* **EXTRAIT DE TEXTE**
J’ai déjà eu l’occasion de vous faire découvrir un petit bout de ce grand poète vaudois qu’est Jean Villard Gilles (voir "Ma baie des Anges à moi").

Il est né au bords du Léman, à la toute fin du 19e siècle, ce qui lui a fait traverser la boucherie de 14-18, la crise de 29, l’entre-deux guerres, la folie nazie et les trente glorieuses.

De quoi alimenter sa fécondité littéraire, son âme de poète, sa tendresse, son goût pour les belles formules et son esprit anar. Bref, un Vaudois parfait. Parce que si le vaudois est débonnaire, plus prompt à lever son verre que prendre les armes, il ne faut pas lui en raconter tout de même…

Donc pour ce qui est de soigner les chaud-froid en politique, il faisait plutôt confiance à thermolactyl que dans les politocards de sévices.

Il aurait pu être révolté, rouspéteur, mauvais coucheur ou gueulard, voire même, qui sait, mauvaise tête ; mais il avait du génie, alors il est devenu poète, anticonformiste et libre penseur. Ses armes étaient son esprit, sa gentillesse et son humour.

Il a très vite développé le théorème que pour être reconnu chez soi, il vaut mieux décarrer ailleurs. Il a donc pris ses cliques, ses claques et son clic-clac pour s’expatrier dans l’arrière-banlieue de son Montreux natal : Paris.

Il y a ouvert un petit boui-boui du nom de "chez Gilles" (ben tiens, question pub, y a pas à se gêner non plus…). Entre les chansons dont il avait commis paroles et musique, qu’il interprétait avec son complice Julien (inaugurant ainsi un style nouveau qui fut abondamment repris depuis), il recevait quelques autres rimailleurs, dont l’Abbé Brel, avant qu’il ne vire sa cuti, sa guitare et sa soutane.

[Lignes issues d'une collection]

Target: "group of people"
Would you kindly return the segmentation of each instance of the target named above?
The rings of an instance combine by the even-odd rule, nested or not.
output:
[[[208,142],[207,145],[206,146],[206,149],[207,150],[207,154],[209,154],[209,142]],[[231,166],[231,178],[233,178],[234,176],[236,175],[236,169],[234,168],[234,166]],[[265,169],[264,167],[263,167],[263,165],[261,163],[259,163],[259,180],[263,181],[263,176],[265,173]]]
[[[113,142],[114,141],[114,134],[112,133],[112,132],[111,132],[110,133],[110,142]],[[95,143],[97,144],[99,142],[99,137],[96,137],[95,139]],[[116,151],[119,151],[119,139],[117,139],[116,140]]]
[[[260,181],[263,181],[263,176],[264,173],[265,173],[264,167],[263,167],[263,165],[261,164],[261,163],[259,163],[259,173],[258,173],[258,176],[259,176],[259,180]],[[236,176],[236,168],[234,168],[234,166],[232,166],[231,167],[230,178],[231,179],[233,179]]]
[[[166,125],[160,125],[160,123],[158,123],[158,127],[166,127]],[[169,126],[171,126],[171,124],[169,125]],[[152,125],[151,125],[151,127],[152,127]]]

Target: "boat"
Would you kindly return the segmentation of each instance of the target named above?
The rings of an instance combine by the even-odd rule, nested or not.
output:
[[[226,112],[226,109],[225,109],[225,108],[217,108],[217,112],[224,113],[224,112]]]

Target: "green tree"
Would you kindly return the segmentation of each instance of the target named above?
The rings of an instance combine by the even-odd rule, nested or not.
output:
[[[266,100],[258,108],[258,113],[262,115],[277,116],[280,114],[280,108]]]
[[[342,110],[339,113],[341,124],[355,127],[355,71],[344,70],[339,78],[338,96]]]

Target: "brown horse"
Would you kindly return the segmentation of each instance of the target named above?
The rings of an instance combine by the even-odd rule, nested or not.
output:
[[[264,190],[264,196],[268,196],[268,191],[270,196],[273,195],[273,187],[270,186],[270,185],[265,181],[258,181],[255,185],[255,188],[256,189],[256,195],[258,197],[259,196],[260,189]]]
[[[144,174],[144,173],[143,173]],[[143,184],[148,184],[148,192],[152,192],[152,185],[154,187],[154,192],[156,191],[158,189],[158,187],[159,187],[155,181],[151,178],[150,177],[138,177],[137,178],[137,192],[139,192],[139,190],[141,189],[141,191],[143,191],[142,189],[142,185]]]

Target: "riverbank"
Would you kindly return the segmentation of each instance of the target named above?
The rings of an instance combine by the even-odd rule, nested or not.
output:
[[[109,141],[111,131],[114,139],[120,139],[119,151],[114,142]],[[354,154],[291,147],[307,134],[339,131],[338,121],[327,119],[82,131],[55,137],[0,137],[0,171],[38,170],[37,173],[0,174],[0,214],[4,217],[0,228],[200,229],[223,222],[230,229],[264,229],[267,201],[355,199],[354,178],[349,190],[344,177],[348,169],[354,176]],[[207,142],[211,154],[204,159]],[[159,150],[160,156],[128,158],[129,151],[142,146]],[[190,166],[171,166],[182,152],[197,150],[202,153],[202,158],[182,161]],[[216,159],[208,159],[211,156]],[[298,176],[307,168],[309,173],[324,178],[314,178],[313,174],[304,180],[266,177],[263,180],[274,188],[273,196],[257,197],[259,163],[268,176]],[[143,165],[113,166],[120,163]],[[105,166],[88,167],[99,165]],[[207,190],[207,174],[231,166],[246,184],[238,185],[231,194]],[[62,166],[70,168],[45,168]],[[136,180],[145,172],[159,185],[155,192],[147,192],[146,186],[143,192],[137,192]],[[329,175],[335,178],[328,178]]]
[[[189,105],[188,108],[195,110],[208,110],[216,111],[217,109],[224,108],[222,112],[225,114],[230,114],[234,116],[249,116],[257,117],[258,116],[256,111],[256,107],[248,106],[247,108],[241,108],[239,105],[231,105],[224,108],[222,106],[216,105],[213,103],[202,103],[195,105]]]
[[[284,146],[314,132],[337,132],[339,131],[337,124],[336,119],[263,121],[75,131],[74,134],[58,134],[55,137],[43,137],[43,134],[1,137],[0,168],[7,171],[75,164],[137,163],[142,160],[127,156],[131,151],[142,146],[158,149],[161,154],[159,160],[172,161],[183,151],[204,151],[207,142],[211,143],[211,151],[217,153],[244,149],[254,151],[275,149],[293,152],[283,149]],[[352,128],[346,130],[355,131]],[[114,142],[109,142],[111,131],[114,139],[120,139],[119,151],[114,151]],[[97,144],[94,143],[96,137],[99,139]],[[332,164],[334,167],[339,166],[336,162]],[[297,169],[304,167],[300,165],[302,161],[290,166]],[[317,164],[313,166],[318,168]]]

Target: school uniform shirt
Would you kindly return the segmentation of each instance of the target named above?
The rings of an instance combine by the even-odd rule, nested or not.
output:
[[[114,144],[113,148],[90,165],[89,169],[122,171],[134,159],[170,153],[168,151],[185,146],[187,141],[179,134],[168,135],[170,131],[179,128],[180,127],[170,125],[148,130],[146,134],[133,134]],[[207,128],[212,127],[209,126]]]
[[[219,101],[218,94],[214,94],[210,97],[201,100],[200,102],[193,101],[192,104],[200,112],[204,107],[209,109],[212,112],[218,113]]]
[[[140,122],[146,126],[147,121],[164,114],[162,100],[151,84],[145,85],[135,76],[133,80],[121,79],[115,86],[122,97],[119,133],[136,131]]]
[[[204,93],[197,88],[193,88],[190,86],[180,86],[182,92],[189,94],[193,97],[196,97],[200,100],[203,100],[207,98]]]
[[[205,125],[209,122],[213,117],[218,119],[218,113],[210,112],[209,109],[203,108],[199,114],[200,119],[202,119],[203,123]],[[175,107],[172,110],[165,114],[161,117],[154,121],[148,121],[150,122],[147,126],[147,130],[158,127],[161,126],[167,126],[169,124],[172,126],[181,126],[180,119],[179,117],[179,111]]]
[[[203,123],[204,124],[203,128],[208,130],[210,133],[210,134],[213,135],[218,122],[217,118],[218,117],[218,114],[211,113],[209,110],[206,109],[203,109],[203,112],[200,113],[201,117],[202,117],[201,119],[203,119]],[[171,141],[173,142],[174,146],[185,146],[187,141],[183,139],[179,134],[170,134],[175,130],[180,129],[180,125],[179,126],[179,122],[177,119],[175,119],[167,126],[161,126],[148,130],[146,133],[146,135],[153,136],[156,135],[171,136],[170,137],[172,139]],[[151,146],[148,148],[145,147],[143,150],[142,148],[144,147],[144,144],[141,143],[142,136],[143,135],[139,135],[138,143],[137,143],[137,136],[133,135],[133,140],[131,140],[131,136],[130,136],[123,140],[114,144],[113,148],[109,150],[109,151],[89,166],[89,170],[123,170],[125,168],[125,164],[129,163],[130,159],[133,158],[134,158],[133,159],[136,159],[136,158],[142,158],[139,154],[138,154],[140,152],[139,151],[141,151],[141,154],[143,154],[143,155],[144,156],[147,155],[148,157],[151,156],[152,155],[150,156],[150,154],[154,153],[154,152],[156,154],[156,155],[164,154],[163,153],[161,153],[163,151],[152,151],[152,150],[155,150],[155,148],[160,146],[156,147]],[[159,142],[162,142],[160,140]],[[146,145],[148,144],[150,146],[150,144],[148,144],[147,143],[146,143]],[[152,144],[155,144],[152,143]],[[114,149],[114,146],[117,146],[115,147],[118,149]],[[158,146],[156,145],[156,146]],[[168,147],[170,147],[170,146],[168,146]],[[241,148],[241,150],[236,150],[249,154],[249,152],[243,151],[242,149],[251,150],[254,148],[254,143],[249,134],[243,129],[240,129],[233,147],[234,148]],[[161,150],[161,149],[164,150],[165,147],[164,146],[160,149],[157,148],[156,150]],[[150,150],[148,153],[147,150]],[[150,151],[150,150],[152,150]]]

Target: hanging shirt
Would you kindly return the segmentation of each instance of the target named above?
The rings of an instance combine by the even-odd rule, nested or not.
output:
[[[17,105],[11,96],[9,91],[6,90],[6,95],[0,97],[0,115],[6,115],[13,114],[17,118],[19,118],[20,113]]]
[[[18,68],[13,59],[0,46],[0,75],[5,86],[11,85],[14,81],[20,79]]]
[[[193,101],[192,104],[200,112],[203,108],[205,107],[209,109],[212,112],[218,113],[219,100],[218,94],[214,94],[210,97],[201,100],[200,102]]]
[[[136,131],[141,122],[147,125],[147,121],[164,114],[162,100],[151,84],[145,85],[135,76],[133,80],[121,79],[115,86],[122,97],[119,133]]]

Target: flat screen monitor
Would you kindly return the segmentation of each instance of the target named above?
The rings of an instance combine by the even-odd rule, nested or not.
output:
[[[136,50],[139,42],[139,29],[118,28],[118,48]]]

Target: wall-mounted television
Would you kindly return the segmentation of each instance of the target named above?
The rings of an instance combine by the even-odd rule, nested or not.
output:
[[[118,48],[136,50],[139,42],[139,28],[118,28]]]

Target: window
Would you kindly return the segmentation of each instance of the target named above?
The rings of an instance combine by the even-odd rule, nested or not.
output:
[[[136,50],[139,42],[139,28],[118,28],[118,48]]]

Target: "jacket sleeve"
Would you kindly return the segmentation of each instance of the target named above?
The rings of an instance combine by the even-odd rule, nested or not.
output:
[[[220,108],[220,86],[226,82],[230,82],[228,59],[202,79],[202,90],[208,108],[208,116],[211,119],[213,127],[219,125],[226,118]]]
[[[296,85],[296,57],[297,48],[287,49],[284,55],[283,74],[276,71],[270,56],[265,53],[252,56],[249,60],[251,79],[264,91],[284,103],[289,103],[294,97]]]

* **CONSIGNES DE TRAVAIL**
Reproduisez à l'identique l'intégralité du texte consacré à Jean Villard Gilles.

* **RÉSULTAT OBTENU**
J’ai déjà eu l’occasion de vous faire découvrir un petit bout de ce grand poète vaudois qu’est Jean Villard Gilles (voir "Ma baie des Anges à moi").

Il est né au bords du Léman, à la toute fin du 19e siècle, ce qui lui a fait traverser la boucherie de 14-18, la crise de 29, l’entre-deux guerres, la folie nazie et les trente glorieuses.

De quoi alimenter sa fécondité littéraire, son âme de poète, sa tendresse, son goût pour les belles formules et son esprit anar. Bref, un Vaudois parfait. Parce que si le vaudois est débonnaire, plus prompt à lever son verre que prendre les armes, il ne faut pas lui en raconter tout de même…

Donc pour ce qui est de soigner les chaud-froid en politique, il faisait plutôt confiance à thermolactyl que dans les politocards de sévices.

Il aurait pu être révolté, rouspéteur, mauvais coucheur ou gueulard, voire même, qui sait, mauvaise tête ; mais il avait du génie, alors il est devenu poète, anticonformiste et libre penseur. Ses armes étaient son esprit, sa gentillesse et son humour.

Il a très vite développé le théorème que pour être reconnu chez soi, il vaut mieux décarrer ailleurs. Il a donc pris ses cliques, ses claques et son clic-clac pour s’expatrier dans l’arrière-banlieue de son Montreux natal : Paris.

Il y a ouvert un petit boui-boui du nom de "chez Gilles" (ben tiens, question pub, y a pas à se gêner non plus…). Entre les chansons dont il avait commis paroles et musique, qu’il interprétait avec son complice Julien (inaugurant ainsi un style nouveau qui fut abondamment repris depuis), il recevait quelques autres rimailleurs, dont l’Abbé Brel, avant qu’il ne vire sa cuti, sa guitare et sa soutane.